→ **Work request**:
Below is a block of entries; repeat exactly the lines starting at the line that contains "In the photo above, where can the woman in" and ending at the line that contains "In the photo above, where can the street", both included.

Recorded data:

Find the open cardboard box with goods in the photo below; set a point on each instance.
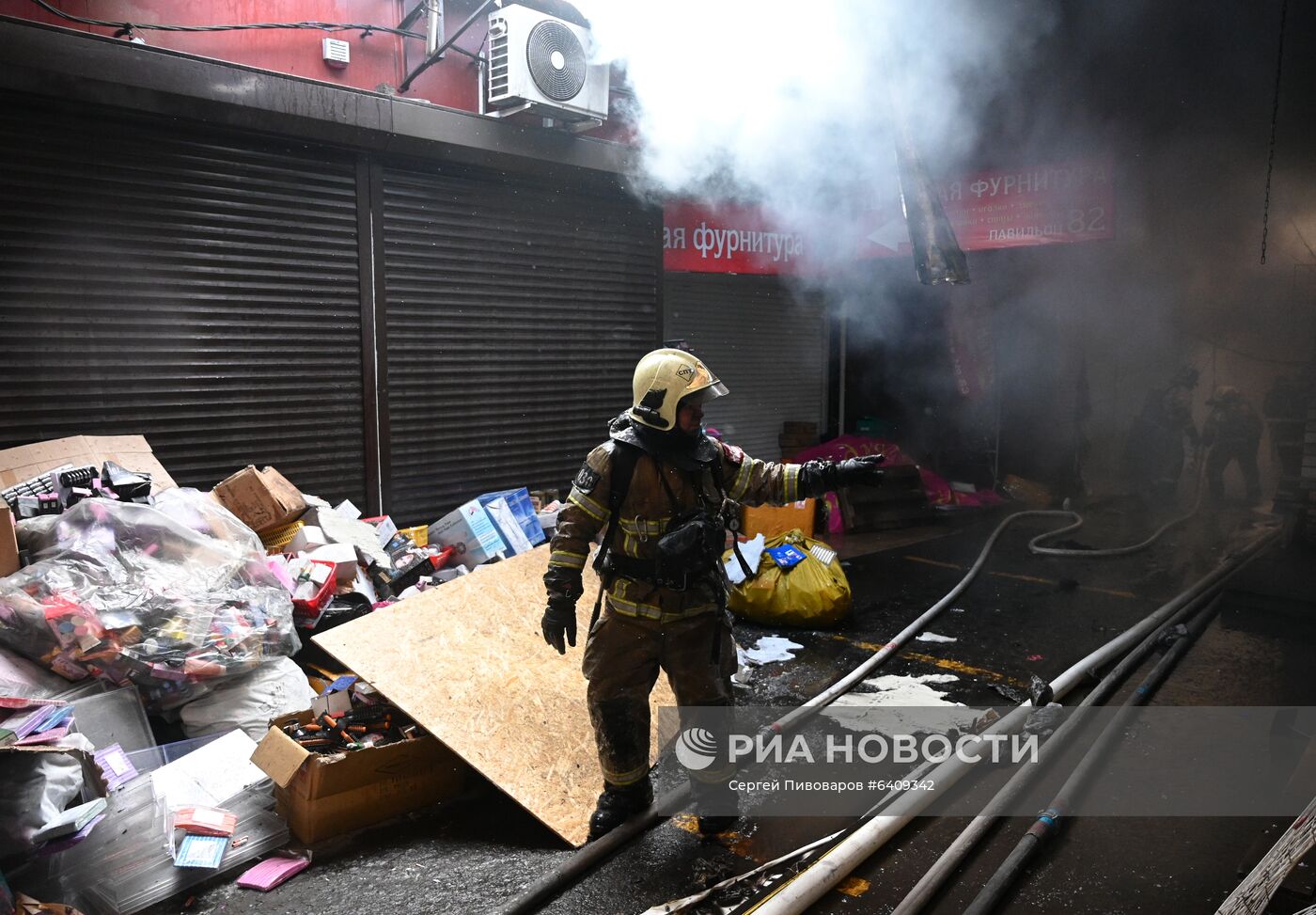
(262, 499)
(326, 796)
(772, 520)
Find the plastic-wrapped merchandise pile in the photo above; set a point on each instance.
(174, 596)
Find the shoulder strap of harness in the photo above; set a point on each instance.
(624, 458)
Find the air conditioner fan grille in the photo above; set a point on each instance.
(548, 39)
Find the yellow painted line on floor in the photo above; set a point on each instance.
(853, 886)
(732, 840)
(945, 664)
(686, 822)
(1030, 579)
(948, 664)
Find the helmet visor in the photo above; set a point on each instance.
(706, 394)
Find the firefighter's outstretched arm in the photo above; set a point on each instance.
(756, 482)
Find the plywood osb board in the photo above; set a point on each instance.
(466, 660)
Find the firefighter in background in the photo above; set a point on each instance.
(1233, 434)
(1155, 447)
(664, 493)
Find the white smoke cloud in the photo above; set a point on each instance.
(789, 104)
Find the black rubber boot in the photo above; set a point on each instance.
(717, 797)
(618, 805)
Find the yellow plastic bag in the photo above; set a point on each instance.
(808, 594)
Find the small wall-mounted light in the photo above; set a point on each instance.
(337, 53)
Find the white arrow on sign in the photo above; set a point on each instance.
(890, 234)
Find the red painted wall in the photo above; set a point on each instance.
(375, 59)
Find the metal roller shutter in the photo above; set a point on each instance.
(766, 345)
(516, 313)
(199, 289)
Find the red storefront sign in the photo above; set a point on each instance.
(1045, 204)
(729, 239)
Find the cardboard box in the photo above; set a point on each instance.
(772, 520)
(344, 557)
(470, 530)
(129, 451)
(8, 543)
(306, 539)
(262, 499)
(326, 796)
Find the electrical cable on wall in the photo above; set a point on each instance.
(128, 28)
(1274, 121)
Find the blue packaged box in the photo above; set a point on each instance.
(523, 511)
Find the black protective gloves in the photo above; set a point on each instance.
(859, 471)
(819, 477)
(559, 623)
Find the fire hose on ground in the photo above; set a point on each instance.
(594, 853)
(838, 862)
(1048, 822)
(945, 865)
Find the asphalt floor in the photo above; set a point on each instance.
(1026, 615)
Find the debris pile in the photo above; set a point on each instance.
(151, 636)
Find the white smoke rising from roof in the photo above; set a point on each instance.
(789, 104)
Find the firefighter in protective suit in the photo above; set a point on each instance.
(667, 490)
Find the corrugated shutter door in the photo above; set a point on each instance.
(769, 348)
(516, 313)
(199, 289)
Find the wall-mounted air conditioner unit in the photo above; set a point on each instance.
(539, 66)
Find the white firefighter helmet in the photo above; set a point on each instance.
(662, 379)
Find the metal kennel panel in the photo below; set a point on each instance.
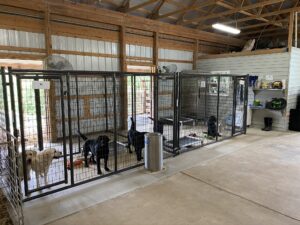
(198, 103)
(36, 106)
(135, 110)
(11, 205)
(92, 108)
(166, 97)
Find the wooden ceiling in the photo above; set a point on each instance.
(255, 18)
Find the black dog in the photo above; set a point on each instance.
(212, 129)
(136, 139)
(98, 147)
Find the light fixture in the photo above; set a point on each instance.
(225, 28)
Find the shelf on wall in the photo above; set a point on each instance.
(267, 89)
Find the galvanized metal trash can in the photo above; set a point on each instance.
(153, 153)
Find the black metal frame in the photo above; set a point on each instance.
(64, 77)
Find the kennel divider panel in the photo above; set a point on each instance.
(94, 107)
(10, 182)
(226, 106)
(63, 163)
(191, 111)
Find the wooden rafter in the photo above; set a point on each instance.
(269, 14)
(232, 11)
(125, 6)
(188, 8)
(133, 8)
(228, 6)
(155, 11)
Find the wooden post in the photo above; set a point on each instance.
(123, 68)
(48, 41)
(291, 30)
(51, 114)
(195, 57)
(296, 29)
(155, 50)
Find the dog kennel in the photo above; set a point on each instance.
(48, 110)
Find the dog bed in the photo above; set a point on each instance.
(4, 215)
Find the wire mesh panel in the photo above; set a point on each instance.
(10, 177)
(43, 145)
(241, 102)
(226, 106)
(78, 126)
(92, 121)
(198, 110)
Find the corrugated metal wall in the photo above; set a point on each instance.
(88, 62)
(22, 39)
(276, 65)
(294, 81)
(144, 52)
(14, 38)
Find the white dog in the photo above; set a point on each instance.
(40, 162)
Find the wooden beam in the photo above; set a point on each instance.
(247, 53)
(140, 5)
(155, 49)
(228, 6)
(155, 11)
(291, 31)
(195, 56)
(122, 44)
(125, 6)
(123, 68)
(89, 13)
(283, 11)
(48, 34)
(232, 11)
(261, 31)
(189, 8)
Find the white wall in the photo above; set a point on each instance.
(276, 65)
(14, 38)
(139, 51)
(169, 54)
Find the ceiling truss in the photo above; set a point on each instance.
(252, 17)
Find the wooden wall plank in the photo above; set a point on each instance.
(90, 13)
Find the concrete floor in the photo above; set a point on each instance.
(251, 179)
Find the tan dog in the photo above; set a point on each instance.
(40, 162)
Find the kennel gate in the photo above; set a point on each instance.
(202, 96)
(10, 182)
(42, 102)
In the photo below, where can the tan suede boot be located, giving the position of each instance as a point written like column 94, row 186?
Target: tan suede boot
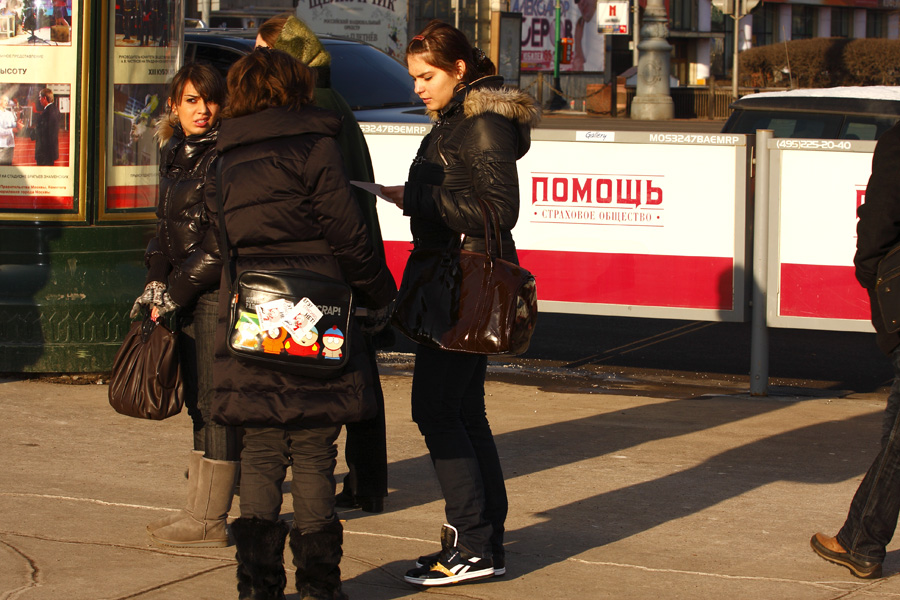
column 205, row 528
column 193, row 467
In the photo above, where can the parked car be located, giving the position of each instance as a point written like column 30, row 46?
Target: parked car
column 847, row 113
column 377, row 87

...

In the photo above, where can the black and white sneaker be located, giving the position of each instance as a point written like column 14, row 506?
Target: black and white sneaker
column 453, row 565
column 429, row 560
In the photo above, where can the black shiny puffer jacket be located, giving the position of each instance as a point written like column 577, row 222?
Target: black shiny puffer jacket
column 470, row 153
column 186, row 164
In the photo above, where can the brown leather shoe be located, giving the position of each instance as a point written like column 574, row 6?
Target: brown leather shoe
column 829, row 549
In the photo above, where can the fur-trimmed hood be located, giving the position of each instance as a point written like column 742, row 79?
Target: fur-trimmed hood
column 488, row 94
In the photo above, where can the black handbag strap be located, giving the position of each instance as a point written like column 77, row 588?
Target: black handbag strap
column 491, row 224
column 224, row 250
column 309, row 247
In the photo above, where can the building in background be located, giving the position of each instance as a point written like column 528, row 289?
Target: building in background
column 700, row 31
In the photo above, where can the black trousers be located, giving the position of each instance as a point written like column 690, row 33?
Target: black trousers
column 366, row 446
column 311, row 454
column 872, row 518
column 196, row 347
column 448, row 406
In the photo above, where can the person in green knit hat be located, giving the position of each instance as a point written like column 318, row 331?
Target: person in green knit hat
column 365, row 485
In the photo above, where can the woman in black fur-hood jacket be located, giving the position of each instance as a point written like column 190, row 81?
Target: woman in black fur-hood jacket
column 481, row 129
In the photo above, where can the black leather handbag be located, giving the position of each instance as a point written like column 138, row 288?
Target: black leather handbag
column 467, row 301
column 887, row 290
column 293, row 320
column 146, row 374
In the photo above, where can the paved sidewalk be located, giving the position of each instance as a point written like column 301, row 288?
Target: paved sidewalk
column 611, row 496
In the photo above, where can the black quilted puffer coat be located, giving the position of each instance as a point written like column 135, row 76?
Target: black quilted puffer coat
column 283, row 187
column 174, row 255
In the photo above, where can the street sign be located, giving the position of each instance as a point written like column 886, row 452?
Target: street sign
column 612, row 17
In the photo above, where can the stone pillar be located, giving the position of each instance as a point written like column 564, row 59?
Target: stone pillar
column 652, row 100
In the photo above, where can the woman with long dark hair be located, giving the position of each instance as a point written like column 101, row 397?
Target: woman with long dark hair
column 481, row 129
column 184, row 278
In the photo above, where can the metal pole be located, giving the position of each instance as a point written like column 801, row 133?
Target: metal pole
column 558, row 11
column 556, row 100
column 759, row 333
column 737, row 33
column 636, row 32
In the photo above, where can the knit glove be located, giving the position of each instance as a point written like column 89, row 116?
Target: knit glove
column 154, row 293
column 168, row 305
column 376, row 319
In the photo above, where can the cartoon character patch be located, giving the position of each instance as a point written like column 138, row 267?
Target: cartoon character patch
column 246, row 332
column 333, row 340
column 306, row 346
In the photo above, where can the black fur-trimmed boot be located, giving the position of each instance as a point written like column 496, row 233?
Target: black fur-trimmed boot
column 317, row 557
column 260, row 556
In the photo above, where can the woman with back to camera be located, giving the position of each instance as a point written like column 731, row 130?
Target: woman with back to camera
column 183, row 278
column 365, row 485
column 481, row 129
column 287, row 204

--

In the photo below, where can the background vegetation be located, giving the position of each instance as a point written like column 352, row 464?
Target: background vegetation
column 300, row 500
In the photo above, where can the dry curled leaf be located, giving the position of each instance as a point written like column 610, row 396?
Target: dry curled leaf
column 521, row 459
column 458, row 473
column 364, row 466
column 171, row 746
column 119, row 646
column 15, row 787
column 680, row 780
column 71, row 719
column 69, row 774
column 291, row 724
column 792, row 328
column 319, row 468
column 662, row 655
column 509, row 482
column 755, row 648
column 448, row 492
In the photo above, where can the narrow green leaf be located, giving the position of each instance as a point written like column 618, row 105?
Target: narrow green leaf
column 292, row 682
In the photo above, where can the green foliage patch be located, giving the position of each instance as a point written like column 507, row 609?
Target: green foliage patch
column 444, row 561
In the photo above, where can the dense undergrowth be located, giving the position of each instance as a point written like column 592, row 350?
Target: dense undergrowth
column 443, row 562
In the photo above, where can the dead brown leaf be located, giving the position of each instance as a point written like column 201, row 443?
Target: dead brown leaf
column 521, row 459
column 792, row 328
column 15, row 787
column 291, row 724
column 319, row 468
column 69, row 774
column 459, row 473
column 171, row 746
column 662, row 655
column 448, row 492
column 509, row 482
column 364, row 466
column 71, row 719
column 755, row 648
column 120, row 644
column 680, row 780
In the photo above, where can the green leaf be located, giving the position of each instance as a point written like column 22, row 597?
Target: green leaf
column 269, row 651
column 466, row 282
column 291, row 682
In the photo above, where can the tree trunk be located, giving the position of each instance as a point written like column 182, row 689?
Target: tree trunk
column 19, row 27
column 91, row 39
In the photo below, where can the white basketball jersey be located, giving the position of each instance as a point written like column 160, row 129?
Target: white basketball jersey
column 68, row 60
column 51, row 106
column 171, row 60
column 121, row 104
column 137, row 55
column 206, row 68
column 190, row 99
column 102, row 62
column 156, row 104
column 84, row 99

→ **Task response**:
In the photo above, where can the woman in black fur-hood jacket be located, giving the position of each instance as a point written like column 190, row 81?
Target: woman in black fur-hood jacket
column 481, row 129
In the photo above, where can the black leather handbag be located, giving the position of each instance as a point written like column 138, row 288?
Target: black leather handbag
column 467, row 301
column 887, row 290
column 293, row 320
column 146, row 374
In the photo above, where can the paved sidewalk be located, giving the position of each instance as a point written like column 301, row 288?
Target: paved sidewalk
column 611, row 496
In the photo above, where can the black quilted puffer coat be located, giving the position of each instance as a point written like column 135, row 76?
Target: black quilted puffer coat
column 283, row 187
column 174, row 255
In the photo above, where can the street sign be located, giving the position of each instance as a point written like column 886, row 452?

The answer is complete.